[WRITTEN EXERCISE] Retype the lines from the one containing "Note: mark the gray" through the one containing "pixel 605 552", reproducing each of them exactly and nothing else.

[DATA EXCERPTS]
■ ■ ■ ■ ■ ■ ■
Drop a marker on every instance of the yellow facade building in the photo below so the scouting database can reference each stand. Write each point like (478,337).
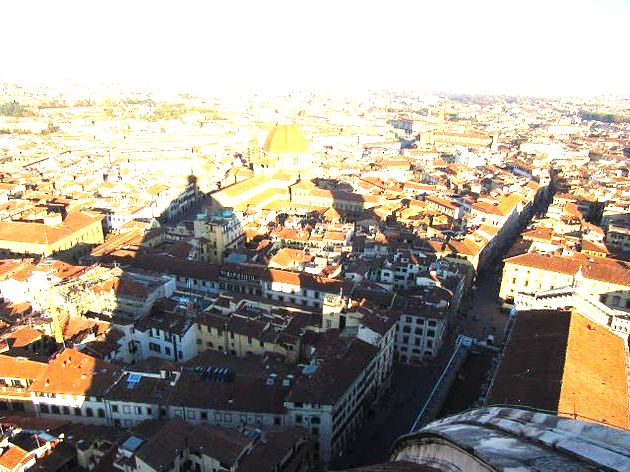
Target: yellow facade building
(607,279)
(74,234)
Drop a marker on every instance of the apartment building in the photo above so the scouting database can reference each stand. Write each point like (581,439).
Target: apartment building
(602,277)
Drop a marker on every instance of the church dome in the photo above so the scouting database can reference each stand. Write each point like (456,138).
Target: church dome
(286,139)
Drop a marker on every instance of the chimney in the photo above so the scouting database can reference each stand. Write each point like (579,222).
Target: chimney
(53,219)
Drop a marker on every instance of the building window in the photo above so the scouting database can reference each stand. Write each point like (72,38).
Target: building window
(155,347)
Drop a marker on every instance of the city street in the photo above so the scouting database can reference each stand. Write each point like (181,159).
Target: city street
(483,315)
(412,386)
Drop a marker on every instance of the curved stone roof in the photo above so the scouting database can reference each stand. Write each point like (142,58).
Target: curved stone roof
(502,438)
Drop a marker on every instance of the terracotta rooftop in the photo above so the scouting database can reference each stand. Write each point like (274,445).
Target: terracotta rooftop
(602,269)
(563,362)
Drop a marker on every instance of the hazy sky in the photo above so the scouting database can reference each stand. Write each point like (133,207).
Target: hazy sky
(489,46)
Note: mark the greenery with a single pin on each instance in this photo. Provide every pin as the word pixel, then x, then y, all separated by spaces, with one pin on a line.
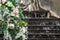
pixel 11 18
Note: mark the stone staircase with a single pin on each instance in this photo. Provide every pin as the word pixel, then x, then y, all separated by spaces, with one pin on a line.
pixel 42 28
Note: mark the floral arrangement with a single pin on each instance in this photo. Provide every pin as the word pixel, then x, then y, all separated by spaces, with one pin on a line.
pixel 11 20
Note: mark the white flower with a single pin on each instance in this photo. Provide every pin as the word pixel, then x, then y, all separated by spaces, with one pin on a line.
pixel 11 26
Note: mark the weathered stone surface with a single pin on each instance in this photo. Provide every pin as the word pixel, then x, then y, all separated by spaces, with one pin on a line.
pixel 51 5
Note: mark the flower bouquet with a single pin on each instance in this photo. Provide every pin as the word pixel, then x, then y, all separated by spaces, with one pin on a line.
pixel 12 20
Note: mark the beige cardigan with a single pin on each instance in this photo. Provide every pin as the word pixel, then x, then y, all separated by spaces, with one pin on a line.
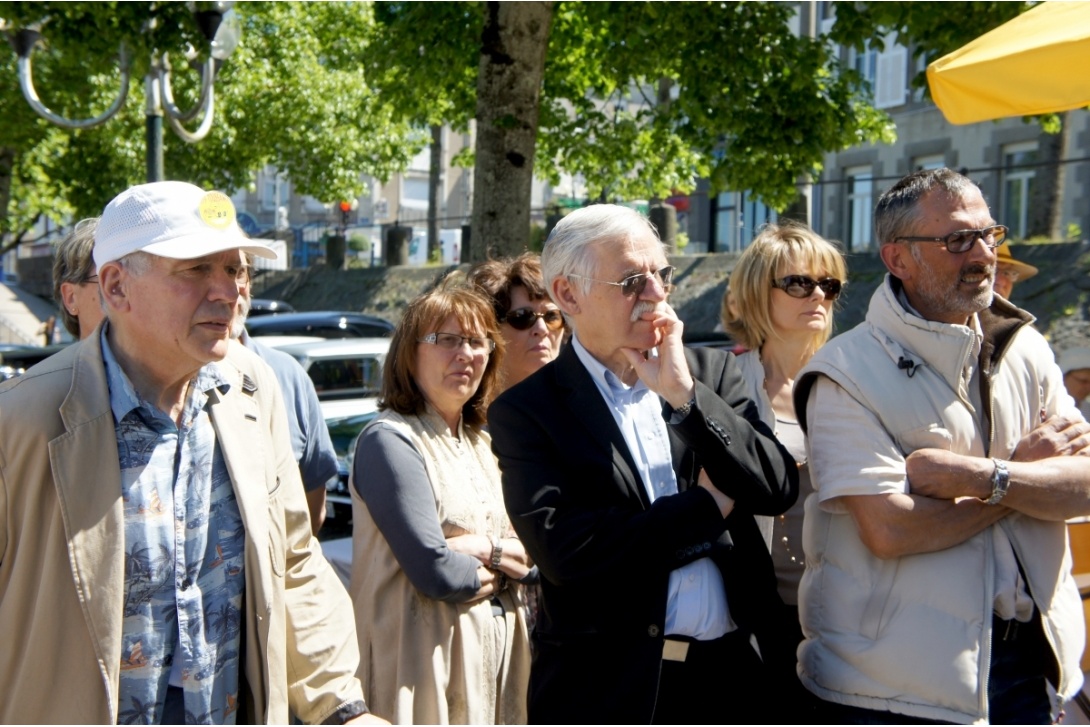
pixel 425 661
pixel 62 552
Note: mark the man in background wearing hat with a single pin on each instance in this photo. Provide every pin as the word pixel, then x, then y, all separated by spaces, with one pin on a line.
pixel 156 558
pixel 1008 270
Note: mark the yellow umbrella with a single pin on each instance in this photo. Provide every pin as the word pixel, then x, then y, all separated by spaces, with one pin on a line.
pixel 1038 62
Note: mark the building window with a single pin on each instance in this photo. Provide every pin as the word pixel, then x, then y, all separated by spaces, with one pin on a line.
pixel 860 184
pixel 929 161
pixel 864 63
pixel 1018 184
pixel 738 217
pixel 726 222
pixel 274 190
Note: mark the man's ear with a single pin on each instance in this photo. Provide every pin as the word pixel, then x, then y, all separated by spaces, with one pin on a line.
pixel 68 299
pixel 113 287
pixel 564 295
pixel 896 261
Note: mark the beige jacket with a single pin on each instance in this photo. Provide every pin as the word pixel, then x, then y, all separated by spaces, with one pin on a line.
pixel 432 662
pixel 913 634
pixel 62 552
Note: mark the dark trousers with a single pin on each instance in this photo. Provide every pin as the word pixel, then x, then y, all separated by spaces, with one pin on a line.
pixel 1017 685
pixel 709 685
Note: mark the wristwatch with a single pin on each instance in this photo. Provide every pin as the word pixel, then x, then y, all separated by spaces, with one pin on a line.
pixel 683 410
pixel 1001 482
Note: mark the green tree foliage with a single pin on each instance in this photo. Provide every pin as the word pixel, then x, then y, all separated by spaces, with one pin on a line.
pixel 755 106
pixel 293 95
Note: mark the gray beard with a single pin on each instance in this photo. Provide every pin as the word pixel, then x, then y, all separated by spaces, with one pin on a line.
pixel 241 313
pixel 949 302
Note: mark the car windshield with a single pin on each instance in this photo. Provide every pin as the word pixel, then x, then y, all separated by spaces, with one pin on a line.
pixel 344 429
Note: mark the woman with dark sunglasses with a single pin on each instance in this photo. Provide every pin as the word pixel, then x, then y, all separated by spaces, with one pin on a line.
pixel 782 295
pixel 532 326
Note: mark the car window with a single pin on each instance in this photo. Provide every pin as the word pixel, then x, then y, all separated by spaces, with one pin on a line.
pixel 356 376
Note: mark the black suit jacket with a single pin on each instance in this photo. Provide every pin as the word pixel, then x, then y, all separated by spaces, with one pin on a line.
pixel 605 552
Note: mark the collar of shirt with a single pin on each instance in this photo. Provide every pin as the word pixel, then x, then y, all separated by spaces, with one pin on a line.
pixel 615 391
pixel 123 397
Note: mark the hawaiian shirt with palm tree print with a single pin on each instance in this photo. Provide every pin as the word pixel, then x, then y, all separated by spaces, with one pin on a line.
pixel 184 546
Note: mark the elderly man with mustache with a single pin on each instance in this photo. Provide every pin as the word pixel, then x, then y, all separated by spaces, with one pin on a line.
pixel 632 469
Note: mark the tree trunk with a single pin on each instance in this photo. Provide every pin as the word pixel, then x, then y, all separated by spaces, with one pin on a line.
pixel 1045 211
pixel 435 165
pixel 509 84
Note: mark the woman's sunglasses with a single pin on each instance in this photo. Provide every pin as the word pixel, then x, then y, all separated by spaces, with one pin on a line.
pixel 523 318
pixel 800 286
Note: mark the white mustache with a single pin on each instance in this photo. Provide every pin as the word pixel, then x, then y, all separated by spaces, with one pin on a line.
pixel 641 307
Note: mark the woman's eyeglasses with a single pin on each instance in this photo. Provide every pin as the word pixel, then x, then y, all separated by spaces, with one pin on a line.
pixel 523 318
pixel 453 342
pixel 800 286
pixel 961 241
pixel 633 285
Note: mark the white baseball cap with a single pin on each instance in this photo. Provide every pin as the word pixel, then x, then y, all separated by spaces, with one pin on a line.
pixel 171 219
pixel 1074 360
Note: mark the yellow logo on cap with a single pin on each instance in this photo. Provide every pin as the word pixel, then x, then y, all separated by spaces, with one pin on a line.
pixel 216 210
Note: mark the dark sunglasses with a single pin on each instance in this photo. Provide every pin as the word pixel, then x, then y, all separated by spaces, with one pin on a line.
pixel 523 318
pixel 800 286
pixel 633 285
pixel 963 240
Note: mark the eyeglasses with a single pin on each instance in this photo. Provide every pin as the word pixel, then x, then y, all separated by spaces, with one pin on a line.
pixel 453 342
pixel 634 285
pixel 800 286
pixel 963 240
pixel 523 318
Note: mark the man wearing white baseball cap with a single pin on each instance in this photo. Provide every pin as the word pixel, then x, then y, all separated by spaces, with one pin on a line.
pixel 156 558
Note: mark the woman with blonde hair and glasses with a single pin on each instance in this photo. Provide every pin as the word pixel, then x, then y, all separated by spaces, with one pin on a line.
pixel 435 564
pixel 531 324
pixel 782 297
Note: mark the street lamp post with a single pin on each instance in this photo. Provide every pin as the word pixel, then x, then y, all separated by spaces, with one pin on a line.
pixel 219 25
■ ■ ■ ■ ■ ■ ■
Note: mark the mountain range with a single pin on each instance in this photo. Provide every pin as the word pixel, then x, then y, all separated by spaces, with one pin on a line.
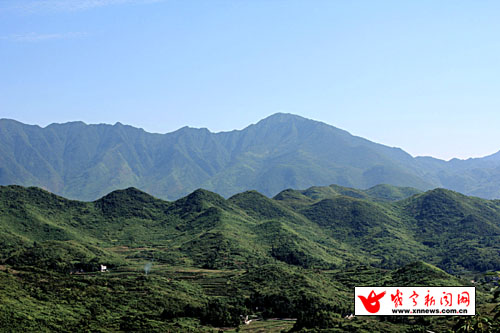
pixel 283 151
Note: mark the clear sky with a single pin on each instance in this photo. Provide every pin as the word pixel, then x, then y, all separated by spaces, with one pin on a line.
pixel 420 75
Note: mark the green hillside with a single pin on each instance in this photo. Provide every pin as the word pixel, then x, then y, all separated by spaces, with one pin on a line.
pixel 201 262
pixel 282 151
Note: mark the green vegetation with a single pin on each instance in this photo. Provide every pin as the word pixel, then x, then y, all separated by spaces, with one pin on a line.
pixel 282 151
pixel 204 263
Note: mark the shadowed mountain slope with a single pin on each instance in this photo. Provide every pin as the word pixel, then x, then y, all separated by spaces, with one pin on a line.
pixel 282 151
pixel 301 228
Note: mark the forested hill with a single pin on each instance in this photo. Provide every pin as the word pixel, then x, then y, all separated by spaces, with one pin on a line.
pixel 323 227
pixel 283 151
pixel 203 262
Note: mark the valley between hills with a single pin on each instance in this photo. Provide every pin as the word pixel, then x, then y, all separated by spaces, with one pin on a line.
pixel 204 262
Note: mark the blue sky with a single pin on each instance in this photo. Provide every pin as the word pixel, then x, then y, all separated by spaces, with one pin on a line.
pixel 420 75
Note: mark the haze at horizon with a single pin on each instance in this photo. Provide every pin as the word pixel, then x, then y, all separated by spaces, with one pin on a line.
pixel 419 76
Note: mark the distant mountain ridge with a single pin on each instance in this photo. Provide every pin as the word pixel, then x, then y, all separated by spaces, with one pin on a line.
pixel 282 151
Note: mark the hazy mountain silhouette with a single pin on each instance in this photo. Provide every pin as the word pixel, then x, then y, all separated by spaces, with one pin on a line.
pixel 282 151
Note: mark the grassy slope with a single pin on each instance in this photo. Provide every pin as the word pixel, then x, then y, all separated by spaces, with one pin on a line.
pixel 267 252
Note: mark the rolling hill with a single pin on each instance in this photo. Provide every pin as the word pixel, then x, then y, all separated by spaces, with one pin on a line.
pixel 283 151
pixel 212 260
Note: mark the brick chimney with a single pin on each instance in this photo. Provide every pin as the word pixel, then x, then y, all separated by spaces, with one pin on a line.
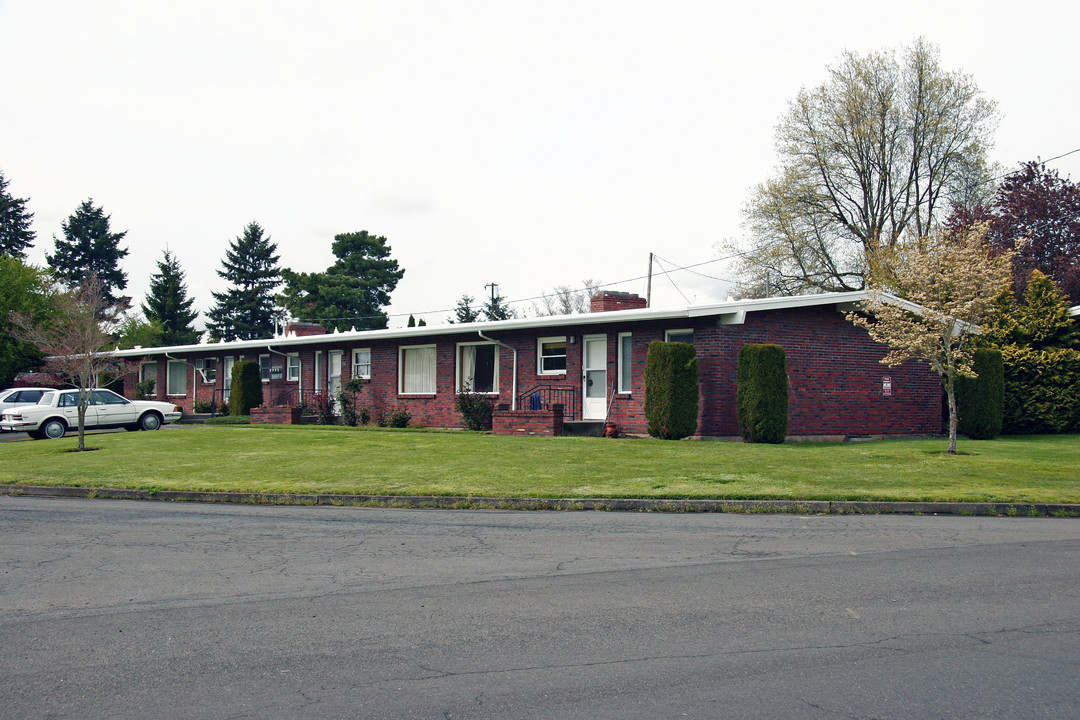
■ ■ ■ ■ ■ ■ ■
[THE REPLY]
Note: mark the gray beard with a single pin on each instance in this photo. Provide every pin as the word pixel, then x, then y, all separated by spaces, with one pin on a line.
pixel 241 313
pixel 949 302
Note: mark the car windshield with a single pin on each instance in this photo. Provide every pin as the word pixel, then x, then y, all separated by spaces, with one pin on a line.
pixel 344 429
Note: mark the woman with dark sunglasses with a single pin on each instance in this photo. Provide every pin as the word pixel, then x, then y, all separated by spaces, with one pin on a line.
pixel 782 295
pixel 532 326
Note: mark the car window with a single pin on each instance in this photo. Provide every pin as the word pixel, then x, then y, all separated by spaces, with one pin on a line.
pixel 356 376
Note: mark the black suit jacket with a single pin on each instance in this photo. Provide every pin as the word pixel, then x, then y, all separated by spaces, with one pin on a line.
pixel 605 552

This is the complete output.